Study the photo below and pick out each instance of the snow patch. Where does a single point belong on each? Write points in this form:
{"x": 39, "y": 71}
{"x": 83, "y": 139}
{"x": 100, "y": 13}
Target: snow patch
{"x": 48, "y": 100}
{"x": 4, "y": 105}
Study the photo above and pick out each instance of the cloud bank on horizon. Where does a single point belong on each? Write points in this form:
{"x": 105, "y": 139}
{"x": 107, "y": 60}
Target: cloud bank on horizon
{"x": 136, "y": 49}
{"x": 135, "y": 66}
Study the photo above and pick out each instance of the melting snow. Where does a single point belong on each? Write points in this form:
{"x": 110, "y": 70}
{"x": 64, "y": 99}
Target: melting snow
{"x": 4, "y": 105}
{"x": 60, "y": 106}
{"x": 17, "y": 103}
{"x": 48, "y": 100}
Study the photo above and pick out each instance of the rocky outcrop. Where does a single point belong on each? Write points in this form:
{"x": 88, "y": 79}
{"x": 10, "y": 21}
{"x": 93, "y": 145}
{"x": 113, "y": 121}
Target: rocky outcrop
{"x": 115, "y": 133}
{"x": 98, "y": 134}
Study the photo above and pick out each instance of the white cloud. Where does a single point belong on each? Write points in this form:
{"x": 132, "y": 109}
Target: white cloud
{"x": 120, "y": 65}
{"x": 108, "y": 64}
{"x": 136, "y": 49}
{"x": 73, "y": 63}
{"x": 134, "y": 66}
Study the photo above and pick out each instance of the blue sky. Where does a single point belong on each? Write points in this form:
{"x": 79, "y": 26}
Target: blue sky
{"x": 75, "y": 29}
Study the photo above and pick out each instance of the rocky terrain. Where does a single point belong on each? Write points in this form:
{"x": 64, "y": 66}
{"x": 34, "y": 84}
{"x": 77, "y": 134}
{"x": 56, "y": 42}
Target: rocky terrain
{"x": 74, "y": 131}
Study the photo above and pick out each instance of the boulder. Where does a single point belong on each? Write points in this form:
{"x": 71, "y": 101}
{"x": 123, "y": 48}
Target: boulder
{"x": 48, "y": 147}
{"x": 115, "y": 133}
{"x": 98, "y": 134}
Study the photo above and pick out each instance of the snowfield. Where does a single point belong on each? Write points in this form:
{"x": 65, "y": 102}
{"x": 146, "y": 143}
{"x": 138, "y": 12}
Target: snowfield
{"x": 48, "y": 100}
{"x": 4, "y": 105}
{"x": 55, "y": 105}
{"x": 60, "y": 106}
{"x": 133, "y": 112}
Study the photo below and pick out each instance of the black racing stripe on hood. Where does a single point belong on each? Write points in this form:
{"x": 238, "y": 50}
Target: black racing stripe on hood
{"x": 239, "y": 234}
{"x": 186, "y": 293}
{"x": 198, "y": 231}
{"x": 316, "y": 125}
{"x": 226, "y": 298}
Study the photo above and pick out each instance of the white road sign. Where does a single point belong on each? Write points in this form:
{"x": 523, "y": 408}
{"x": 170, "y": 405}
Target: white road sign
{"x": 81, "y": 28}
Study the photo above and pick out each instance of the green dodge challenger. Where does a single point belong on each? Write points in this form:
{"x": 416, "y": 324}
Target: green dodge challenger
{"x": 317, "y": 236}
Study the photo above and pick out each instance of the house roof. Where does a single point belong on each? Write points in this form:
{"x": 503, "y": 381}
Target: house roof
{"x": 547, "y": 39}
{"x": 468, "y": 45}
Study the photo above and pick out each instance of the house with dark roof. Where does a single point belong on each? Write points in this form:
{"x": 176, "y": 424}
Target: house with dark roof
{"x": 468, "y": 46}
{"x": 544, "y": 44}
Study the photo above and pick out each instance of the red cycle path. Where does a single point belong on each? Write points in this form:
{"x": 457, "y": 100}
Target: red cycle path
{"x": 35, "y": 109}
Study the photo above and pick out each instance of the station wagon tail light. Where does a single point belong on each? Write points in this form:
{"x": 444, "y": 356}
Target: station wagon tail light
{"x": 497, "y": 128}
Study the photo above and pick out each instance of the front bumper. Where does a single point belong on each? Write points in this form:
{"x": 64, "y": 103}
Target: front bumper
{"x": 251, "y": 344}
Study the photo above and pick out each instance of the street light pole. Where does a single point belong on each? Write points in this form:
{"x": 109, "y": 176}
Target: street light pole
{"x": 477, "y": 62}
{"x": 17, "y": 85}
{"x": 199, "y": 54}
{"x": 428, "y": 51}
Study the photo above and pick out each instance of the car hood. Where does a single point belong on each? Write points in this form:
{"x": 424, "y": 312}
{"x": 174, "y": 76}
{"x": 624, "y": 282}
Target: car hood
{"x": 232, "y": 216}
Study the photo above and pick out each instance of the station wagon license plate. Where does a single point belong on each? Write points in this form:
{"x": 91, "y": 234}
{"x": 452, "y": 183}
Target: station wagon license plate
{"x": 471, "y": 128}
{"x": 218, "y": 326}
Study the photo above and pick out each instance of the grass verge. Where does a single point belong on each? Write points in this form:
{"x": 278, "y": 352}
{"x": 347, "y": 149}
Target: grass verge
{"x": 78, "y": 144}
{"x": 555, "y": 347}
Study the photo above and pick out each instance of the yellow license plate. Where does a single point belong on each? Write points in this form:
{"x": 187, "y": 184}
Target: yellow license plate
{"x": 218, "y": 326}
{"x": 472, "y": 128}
------------------------------------
Turn all of the material above into a numbered list with one line per item, and leave out any blank lines.

1. Study the photo below and pick out each instance of the snow patch. Where does a single point belong on each? Write points in this form:
2. {"x": 39, "y": 71}
3. {"x": 83, "y": 139}
4. {"x": 100, "y": 13}
5. Target: snow patch
6. {"x": 48, "y": 100}
7. {"x": 4, "y": 105}
8. Study the photo above and pick out each instance of the cloud bank on horizon. Where does a single point belong on each? Write points in this form:
9. {"x": 105, "y": 139}
10. {"x": 107, "y": 60}
11. Target: cloud bank on horizon
12. {"x": 136, "y": 49}
13. {"x": 135, "y": 66}
14. Study the photo above and pick out each instance of the melting snow. Where does a single point belong on each? Write points in this form:
15. {"x": 110, "y": 70}
16. {"x": 64, "y": 99}
17. Target: melting snow
18. {"x": 4, "y": 105}
19. {"x": 60, "y": 106}
20. {"x": 17, "y": 103}
21. {"x": 48, "y": 100}
22. Study the photo above and pick out each instance of the rocky outcrop. Where does a single point belong on each? Write points in this form:
23. {"x": 88, "y": 79}
24. {"x": 10, "y": 21}
25. {"x": 93, "y": 145}
26. {"x": 113, "y": 121}
27. Target: rocky outcrop
28. {"x": 115, "y": 133}
29. {"x": 98, "y": 134}
30. Study the photo above and pick out each instance of the white cloud. Where does a single point belong on each? Write points in this form:
31. {"x": 132, "y": 109}
32. Target: white cloud
33. {"x": 120, "y": 65}
34. {"x": 108, "y": 64}
35. {"x": 136, "y": 49}
36. {"x": 73, "y": 63}
37. {"x": 134, "y": 66}
38. Study the photo above and pick out each instance of the blue sky. Where does a single point belong on each? Write points in this form:
39. {"x": 79, "y": 26}
40. Target: blue sky
41. {"x": 75, "y": 29}
42. Study the photo above and pick out each instance of the rocky terrain. Where does a single point belong on each? Write points in this form:
43. {"x": 64, "y": 66}
44. {"x": 34, "y": 84}
45. {"x": 77, "y": 134}
46. {"x": 56, "y": 42}
47. Target: rocky terrain
48. {"x": 74, "y": 131}
49. Study the photo above and pick out each instance of the boulder. Where does a single point belong on each? Write points in this form:
50. {"x": 71, "y": 101}
51. {"x": 123, "y": 48}
52. Target: boulder
53. {"x": 48, "y": 147}
54. {"x": 115, "y": 133}
55. {"x": 98, "y": 134}
56. Study the photo above and pick out each instance of the snowfield. Where does a single point belong on each? Write points in this form:
57. {"x": 65, "y": 102}
58. {"x": 146, "y": 143}
59. {"x": 138, "y": 12}
60. Target: snowfield
61. {"x": 48, "y": 100}
62. {"x": 4, "y": 105}
63. {"x": 55, "y": 105}
64. {"x": 60, "y": 106}
65. {"x": 133, "y": 112}
66. Study the photo below and pick out each instance of the black racing stripe on hood. Where does a single point belong on each? Write points in this form:
67. {"x": 238, "y": 50}
68. Target: black racing stripe on hood
69. {"x": 239, "y": 234}
70. {"x": 186, "y": 293}
71. {"x": 198, "y": 231}
72. {"x": 316, "y": 125}
73. {"x": 226, "y": 298}
74. Study the photo above and pick out each instance of the white road sign. Where does a single point belong on each? Write points in this form:
75. {"x": 523, "y": 408}
76. {"x": 170, "y": 405}
77. Target: white road sign
78. {"x": 81, "y": 28}
79. Study the photo above and pick out each instance of the green dodge challenger. Where does a single point belong on each? Write points in this form:
80. {"x": 416, "y": 324}
81. Target: green dodge challenger
82. {"x": 317, "y": 236}
83. Study the photo above and pick out each instance of the house roof. Where does a single point belong on each? Write points in this form:
84. {"x": 503, "y": 381}
85. Target: house roof
86. {"x": 547, "y": 39}
87. {"x": 468, "y": 45}
88. Study the photo above and pick out each instance of the house with dark roof. Where does a single point belong on each? Write points in this form:
89. {"x": 176, "y": 424}
90. Target: house with dark roof
91. {"x": 468, "y": 46}
92. {"x": 544, "y": 44}
93. Study the photo above and pick out each instance of the red cycle path. Where does a single point belong on each? Write points in this form:
94. {"x": 457, "y": 100}
95. Target: red cycle path
96. {"x": 35, "y": 109}
97. Study the photo above and pick out each instance of the station wagon tail light. Where does a single point belong on each? Write points in this form:
98. {"x": 444, "y": 356}
99. Target: station wagon tail light
100. {"x": 497, "y": 128}
101. Study the photo above and pick out each instance of the front bumper. Where does a single point belong on each? Write points in this form:
102. {"x": 64, "y": 103}
103. Target: front bumper
104. {"x": 251, "y": 344}
105. Study the photo above and pick out each instance of the street light pole. Where does a single point belong on each? Write points in this form:
106. {"x": 109, "y": 176}
107. Target: street light pole
108. {"x": 477, "y": 62}
109. {"x": 17, "y": 85}
110. {"x": 199, "y": 54}
111. {"x": 428, "y": 51}
112. Study the photo above and pick out each instance of the car hood. Where does a single point belong on each? Write points in this form:
113. {"x": 424, "y": 312}
114. {"x": 174, "y": 76}
115. {"x": 624, "y": 282}
116. Target: car hood
117. {"x": 232, "y": 216}
118. Study the photo above and pick out each instance of the station wagon license plate. Where does a single point belong on each? Write points in this form:
119. {"x": 91, "y": 234}
120. {"x": 452, "y": 183}
121. Target: station wagon license plate
122. {"x": 471, "y": 128}
123. {"x": 218, "y": 326}
124. Study the photo above and pick out each instance of the grass verge. Where does a single point belong on each? Write points in this form:
125. {"x": 278, "y": 352}
126. {"x": 347, "y": 149}
127. Target: grass verge
128. {"x": 78, "y": 144}
129. {"x": 555, "y": 347}
130. Study the photo above and pick out each instance of the yellow license plate. Where does a single point belong on each? Write points in this form:
131. {"x": 187, "y": 184}
132. Target: yellow license plate
133. {"x": 218, "y": 326}
134. {"x": 472, "y": 128}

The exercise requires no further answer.